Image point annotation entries
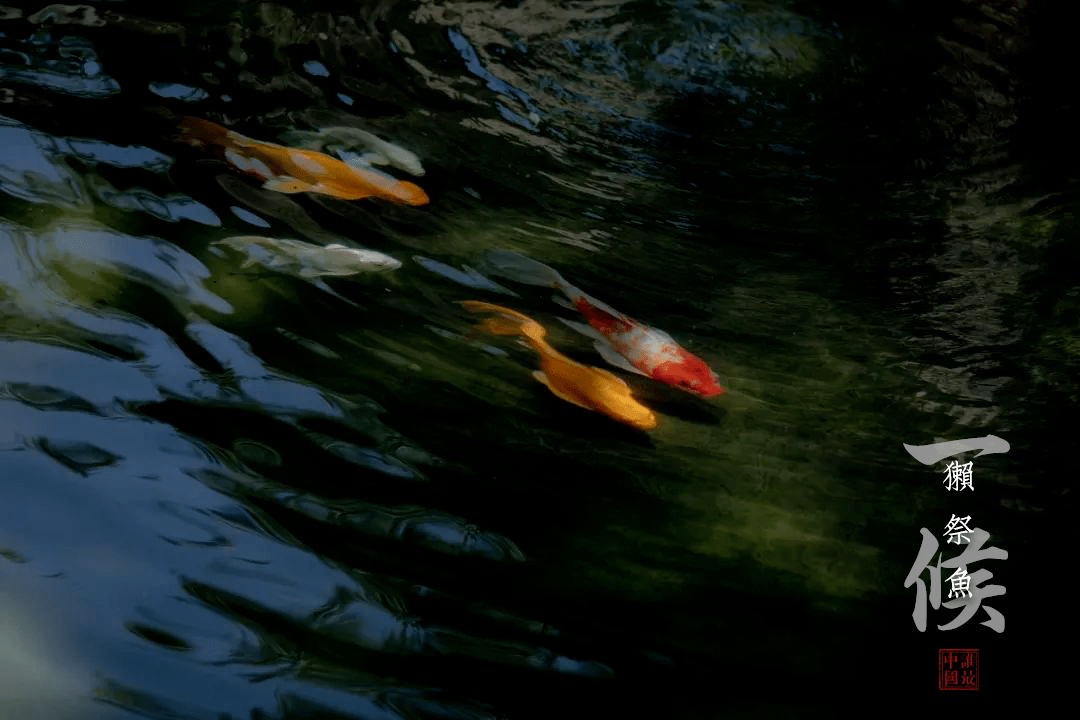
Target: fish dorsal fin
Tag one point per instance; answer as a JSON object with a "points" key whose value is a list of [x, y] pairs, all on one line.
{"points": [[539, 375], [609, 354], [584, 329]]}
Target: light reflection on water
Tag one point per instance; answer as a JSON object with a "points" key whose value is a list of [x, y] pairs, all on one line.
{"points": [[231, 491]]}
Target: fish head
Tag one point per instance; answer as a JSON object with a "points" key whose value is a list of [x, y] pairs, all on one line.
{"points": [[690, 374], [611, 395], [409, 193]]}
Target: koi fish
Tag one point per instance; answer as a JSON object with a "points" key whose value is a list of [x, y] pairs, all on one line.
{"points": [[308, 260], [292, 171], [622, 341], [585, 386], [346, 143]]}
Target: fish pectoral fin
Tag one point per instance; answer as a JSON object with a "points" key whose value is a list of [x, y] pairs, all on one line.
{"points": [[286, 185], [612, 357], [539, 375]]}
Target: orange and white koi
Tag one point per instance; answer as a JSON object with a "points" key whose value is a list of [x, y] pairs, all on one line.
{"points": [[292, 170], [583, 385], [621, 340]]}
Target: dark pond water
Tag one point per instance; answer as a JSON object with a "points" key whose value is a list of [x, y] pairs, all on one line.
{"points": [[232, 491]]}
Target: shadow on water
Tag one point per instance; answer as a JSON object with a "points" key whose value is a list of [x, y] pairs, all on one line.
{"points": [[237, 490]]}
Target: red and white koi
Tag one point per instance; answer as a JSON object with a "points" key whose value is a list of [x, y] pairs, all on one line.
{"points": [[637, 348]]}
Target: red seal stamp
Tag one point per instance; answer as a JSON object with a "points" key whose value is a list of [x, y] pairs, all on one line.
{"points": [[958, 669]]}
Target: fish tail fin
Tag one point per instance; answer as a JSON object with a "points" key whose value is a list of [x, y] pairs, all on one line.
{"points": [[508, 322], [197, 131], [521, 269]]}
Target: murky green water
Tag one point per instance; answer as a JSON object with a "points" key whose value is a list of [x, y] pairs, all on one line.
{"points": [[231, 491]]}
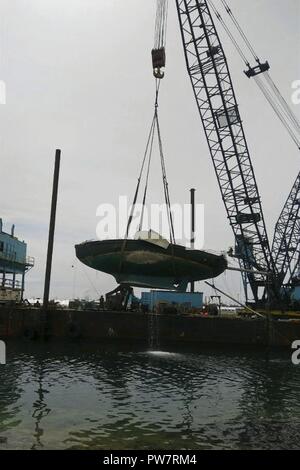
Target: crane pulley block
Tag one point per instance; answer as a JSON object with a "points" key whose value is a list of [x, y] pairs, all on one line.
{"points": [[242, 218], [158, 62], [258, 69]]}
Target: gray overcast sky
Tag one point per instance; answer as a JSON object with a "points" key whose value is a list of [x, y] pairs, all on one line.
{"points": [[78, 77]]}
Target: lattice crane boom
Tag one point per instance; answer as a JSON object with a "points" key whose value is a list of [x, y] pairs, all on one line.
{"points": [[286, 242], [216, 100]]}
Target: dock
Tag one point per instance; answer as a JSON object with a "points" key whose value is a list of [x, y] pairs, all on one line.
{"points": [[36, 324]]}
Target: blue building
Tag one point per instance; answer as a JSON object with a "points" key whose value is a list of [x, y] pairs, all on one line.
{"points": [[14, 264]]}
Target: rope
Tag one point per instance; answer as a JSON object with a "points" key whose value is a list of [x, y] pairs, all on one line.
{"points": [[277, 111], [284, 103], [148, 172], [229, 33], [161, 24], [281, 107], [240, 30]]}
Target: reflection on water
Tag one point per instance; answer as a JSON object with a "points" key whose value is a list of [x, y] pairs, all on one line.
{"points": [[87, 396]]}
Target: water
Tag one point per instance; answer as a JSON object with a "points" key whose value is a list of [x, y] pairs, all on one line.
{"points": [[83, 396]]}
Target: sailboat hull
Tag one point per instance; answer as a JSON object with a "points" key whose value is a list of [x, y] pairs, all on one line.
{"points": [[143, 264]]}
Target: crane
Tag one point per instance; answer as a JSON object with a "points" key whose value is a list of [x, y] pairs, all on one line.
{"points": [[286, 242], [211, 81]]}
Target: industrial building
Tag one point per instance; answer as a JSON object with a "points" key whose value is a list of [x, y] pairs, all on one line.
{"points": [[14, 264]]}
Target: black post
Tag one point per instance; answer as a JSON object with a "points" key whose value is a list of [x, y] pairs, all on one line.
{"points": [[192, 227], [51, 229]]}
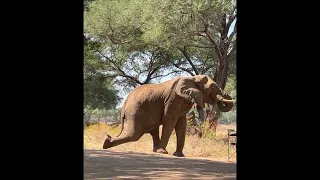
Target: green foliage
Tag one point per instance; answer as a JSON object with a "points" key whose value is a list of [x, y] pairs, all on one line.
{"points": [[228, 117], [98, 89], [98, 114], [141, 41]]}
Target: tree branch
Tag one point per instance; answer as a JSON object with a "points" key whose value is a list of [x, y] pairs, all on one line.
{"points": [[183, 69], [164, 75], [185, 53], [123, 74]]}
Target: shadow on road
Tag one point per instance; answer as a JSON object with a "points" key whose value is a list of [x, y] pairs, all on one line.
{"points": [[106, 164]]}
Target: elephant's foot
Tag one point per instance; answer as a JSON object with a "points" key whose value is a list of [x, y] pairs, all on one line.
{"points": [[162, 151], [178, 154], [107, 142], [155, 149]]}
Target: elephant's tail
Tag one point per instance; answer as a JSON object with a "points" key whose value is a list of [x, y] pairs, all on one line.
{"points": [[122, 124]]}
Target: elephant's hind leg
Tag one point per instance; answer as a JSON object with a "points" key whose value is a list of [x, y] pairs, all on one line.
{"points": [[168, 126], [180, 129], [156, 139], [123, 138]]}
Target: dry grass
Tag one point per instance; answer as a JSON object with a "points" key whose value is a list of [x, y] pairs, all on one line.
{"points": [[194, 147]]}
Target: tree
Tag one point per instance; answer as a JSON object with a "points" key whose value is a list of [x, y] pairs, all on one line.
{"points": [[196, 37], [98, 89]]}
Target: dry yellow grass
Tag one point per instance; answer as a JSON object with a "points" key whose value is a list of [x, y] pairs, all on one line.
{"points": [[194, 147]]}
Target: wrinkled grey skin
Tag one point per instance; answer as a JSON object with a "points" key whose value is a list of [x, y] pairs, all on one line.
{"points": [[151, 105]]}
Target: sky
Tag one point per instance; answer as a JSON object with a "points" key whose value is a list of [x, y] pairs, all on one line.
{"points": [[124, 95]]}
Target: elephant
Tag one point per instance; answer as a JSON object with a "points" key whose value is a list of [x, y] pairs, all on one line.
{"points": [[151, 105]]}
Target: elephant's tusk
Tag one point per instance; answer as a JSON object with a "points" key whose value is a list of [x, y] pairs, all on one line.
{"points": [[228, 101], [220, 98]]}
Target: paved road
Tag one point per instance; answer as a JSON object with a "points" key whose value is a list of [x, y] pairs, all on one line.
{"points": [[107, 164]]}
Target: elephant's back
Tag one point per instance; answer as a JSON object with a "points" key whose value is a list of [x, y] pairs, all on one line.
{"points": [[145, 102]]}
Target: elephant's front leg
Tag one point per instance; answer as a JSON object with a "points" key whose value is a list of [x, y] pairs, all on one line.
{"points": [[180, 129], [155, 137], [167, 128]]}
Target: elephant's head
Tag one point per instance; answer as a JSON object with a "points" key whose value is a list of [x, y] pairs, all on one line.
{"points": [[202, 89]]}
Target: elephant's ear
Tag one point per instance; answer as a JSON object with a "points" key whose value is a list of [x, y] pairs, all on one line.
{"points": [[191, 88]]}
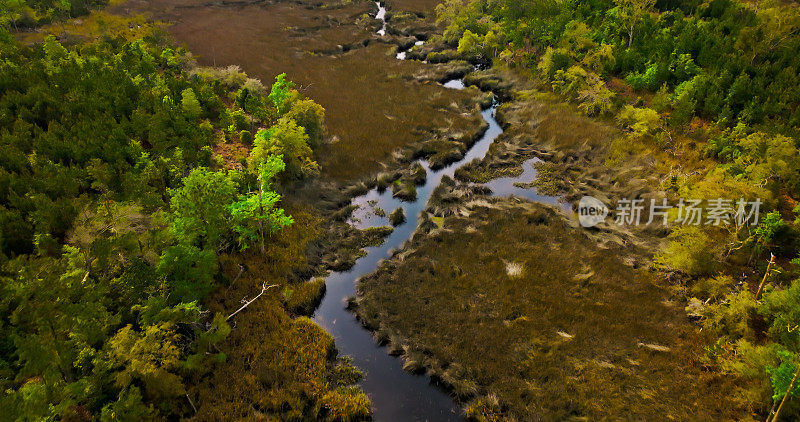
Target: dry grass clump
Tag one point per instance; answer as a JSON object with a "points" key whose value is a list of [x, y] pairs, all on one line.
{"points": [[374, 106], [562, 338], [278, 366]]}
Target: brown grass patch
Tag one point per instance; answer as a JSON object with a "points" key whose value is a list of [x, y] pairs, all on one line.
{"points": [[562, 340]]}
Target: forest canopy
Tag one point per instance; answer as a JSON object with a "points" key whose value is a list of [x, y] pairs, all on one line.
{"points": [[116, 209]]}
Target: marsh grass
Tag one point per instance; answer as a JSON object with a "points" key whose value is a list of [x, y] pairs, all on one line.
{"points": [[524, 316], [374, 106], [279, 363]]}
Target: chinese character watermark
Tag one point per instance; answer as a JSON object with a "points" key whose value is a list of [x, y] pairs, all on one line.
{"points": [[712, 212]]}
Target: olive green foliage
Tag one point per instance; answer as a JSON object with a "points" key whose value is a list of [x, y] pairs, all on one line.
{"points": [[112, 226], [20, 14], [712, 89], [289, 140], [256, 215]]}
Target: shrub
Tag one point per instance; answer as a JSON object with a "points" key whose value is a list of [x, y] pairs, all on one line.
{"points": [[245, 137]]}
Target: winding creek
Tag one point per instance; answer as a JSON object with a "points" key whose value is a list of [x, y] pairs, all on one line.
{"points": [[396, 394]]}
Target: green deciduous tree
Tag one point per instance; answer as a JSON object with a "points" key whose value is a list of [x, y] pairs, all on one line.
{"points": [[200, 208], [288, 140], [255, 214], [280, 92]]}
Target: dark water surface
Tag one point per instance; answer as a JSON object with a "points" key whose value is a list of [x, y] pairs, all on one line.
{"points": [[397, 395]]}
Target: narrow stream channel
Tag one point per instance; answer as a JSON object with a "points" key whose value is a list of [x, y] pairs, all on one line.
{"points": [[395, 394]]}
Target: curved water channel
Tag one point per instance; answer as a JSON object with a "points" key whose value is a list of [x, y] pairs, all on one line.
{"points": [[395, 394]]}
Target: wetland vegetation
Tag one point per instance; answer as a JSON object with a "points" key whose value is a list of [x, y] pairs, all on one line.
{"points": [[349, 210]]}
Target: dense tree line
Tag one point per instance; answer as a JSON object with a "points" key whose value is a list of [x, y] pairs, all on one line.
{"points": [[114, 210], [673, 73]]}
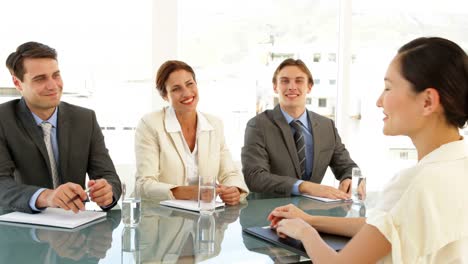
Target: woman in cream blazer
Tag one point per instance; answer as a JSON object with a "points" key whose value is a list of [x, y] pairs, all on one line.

◆ Short exercise ◆
Starting at the line that contains "Target: olive green foliage", please write out every line to the end of the entries, inclusive, copied exactly and with pictures omitted.

◆ Result ◆
Target: olive green foliage
Tag one point per instance; answer as a JSON object with a "points" key whose value is a list of [x, y] pairs, all on one line.
{"points": [[112, 226], [20, 14], [712, 89], [289, 140], [256, 215]]}
Target: shrub
Tag one point per instance; answer as a JSON object with a "points" key whose value is a list of [x, y] pairs, all on one line.
{"points": [[245, 137]]}
Target: winding creek
Tag one point per instance; answer as a JSON object with a "points" key whose value is a list of [x, y] pairs, all on one line.
{"points": [[396, 394]]}
Target: green deciduous tree
Tag one point per instance; answer as a JSON object with a "points" key whose value is a list of [x, y] pairs, all on one line.
{"points": [[200, 208], [288, 140], [255, 214], [280, 92]]}
Target: dark water surface
Tag one point per instance; answer as a JSON object with a "points" key whose value is a list of [x, y] pairs, all on one line.
{"points": [[397, 395]]}
Target: narrow stream channel
Tag one point per instance; answer as a JSON object with a "points" key whose value is a list of [x, y] pairs, all on one line.
{"points": [[395, 394]]}
Target: curved water channel
Tag one point per instance; answer as a JSON object with a "points" key whose value is a list of [x, y] pairs, all on one line.
{"points": [[395, 394]]}
Target: wetland vegetation
Tag one point per instance; answer as a JSON object with a "points" key whose value is a list of [x, y] pairs, all on one line.
{"points": [[349, 210]]}
Target: dense tree line
Tag one point per instance; answer as a JSON object with a "points" key whose value is a list of [x, y] pairs, all on one line.
{"points": [[114, 210], [673, 73]]}
Target: woman in cream blazer
Tag one point per instance; answer as a JSON object with a "points" key whose value is a list of [x, y] pairs, all on one line.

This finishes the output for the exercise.